> [Tasks to perform]:
• 1. Return the passage of the debug info thread starting at "Fri Jun 21 11:56:59" and ending at "the corresponding MDNode.".
• 2. Decide whether each statement below agrees with the debug info thread, answering yes or no and quoting the words of the thread that settle it: (a) Option b is described as more general. (b) Option a would require touching the generic metadata interface. (c) Manman Ren prefers option a over option b.

> [Text]:
>> BEGIN

[LLVMdev] Proposal: type uniquing of debug info for LTO

Fri Jun 21 11:56:59 PDT 2013

On Fri, Jun 21, 2013 at 11:50 AM, Manman Ren <mren at apple.com> wrote:
>
> On Jun 21, 2013, at 11:35 AM, Eric Christopher wrote:
>
>> On Thu, Jun 20, 2013 at 10:52 PM, Manman Ren <mren at apple.com> wrote:
>>>
>>> A summary of options for issue #3:
>>> 3> To actually access the MDNode referenced via the hash value, we need to perform a lookup from the hash value to find the corresponding MDNode.
>>> The questions are where to store this map and how to keep it up-to-date when a MDNode is replaced.
>>> ---------------------
>>> Option a) a map in DwarfDebug, AsmWriter and DIBuilder, modify access functions in DI classes to pass in the map.
>>> May need to modify printing functions in AsmWriter.
>>
>> You may not need the map in DIBuilder if you piggy back on the
>> existing map in CGDebugInfo.cpp. The AsmWriter stuff is unfortunate
>> for just debug dumps of the IR. A way around this might be nice, but
>> I've not looked into it.
>>
>>> ---------------------
>>> Option b) I am going to expand David's description with more details, correct me if I am wrong.
>>
>> I'll let David continue this part of the thread with you.
>>
>>>
>>> I personally prefer option b over a since it is much cleaner.
>>>
>>
>> Option b is more general and should probably work. I suggested a
>> originally because I know it would work and the impact is limited to
>> debug info. Also it doesn't involve touching the generic metadata
>> interface or code and could be done quickly and incrementally. b may
>> also require further changes to the debug info infrastructure to deal
>> with lookup, etc so may end up being as much churn as a. b is more
>> useful if we think other users of metadata may want/need similar
>> functionality in the future.
>>
>> I'm fine with b as a choice, but it's going to involve more planning
>> and code review and involve people outside of you, me and Dave :)
>
> Got it. David, are you okay with the details I added about option b?

>> END

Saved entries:

>> BEGIN

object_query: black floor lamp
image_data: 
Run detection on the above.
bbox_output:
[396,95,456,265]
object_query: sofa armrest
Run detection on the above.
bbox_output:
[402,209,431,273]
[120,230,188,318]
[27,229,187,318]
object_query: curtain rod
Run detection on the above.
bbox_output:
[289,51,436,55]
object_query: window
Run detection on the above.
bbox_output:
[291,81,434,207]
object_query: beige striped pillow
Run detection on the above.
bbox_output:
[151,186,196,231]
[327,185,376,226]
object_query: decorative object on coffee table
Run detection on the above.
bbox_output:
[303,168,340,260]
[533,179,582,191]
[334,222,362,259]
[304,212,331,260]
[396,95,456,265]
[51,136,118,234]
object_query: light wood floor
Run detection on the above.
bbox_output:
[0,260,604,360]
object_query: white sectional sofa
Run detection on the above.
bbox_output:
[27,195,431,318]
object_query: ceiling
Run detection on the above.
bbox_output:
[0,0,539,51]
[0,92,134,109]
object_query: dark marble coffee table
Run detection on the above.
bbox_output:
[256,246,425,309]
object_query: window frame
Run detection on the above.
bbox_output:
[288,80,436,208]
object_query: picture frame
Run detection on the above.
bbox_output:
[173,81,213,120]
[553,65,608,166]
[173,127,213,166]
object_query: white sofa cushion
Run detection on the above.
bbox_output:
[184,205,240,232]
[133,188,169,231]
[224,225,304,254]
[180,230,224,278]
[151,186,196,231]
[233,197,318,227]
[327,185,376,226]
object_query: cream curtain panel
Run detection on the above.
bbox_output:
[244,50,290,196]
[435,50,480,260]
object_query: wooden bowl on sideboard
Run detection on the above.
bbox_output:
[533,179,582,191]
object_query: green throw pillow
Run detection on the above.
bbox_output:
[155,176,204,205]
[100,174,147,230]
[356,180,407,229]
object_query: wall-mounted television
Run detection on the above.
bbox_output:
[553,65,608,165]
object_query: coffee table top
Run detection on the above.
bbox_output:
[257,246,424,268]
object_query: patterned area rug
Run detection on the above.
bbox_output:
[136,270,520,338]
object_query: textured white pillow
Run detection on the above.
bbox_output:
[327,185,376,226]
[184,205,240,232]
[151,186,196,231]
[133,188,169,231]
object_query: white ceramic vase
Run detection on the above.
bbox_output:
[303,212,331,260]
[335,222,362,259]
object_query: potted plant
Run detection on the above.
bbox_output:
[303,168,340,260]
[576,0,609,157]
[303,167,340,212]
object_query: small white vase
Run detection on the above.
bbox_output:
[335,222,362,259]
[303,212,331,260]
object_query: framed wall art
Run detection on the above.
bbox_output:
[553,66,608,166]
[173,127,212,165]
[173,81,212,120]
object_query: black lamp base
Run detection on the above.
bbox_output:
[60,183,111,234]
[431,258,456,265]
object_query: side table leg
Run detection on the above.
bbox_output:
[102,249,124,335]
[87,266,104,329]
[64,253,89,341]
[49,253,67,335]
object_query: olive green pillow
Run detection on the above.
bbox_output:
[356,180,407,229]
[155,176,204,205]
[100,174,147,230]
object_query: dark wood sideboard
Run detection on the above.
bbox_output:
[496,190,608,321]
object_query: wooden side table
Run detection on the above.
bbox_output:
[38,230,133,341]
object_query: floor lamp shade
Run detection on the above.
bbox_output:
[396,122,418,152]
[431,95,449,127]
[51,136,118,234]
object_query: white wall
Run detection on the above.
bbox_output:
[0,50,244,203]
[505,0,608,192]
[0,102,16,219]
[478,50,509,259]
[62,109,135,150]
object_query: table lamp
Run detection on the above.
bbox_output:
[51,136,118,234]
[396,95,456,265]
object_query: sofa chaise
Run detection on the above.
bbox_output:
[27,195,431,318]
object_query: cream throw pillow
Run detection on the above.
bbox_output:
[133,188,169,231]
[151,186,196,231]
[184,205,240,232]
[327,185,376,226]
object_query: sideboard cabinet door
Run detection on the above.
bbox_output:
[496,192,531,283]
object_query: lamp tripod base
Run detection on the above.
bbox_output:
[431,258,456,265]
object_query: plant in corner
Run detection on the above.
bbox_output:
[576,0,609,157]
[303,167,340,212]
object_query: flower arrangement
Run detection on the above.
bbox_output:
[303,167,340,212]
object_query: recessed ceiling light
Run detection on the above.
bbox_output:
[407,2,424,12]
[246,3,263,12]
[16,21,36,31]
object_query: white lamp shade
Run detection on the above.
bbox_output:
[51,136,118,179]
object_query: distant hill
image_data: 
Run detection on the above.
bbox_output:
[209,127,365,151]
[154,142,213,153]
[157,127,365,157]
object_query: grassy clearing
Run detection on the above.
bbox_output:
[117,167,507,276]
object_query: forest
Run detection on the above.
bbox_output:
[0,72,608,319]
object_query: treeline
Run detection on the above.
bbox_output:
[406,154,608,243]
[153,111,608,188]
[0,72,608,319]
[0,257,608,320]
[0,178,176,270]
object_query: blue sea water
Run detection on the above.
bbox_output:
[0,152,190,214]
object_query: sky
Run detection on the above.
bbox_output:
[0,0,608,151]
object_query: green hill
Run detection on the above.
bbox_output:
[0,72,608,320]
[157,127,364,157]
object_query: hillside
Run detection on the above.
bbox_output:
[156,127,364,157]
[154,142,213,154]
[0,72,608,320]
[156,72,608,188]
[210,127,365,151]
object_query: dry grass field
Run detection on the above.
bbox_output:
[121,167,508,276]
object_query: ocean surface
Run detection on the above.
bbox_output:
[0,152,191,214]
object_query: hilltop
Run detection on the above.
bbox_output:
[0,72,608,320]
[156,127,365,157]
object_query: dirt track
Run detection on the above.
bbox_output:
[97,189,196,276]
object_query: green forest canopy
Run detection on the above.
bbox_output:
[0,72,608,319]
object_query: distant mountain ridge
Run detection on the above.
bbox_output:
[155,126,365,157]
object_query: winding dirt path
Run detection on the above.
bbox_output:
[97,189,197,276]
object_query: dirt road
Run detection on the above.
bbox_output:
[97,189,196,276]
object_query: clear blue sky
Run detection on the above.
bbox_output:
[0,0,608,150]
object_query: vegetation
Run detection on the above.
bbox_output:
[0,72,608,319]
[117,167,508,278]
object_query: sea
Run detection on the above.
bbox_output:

>> END
>> BEGIN

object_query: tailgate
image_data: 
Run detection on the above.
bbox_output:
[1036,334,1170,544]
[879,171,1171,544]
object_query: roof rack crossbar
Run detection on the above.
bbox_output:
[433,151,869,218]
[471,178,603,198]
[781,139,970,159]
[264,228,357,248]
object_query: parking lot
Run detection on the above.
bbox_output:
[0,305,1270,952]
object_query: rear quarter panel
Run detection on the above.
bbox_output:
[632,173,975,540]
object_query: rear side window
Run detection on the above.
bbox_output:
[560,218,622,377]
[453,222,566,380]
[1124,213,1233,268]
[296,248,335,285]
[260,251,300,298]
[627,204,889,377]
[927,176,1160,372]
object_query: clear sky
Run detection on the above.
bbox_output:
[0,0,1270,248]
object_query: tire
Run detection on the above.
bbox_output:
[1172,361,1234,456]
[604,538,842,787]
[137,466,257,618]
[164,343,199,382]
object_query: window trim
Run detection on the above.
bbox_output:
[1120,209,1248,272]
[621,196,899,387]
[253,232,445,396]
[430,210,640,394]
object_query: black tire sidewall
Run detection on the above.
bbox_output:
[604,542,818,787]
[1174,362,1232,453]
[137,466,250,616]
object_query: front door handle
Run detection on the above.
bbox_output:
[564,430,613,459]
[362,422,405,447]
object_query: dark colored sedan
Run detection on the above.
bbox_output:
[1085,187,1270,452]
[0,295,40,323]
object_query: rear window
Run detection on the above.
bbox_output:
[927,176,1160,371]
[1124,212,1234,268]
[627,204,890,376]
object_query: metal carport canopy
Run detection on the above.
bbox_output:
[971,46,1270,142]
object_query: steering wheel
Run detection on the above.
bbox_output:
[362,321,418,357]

>> END

> [Task-by-task solutions]:
• 1.
Fri Jun 21 11:56:59 PDT 2013

On Fri, Jun 21, 2013 at 11:50 AM, Manman Ren <mren at apple.com> wrote:
>
> On Jun 21, 2013, at 11:35 AM, Eric Christopher wrote:
>
>> On Thu, Jun 20, 2013 at 10:52 PM, Manman Ren <mren at apple.com> wrote:
>>>
>>> A summary of options for issue #3:
>>> 3> To actually access the MDNode referenced via the hash value, we need to perform a lookup from the hash value to find the corresponding MDNode.

• 2.
(a) Yes: "Option b is more general and should probably work."
(b) No: "it doesn't involve touching the generic metadata"
(c) No: "I personally prefer option b over a since it is much cleaner."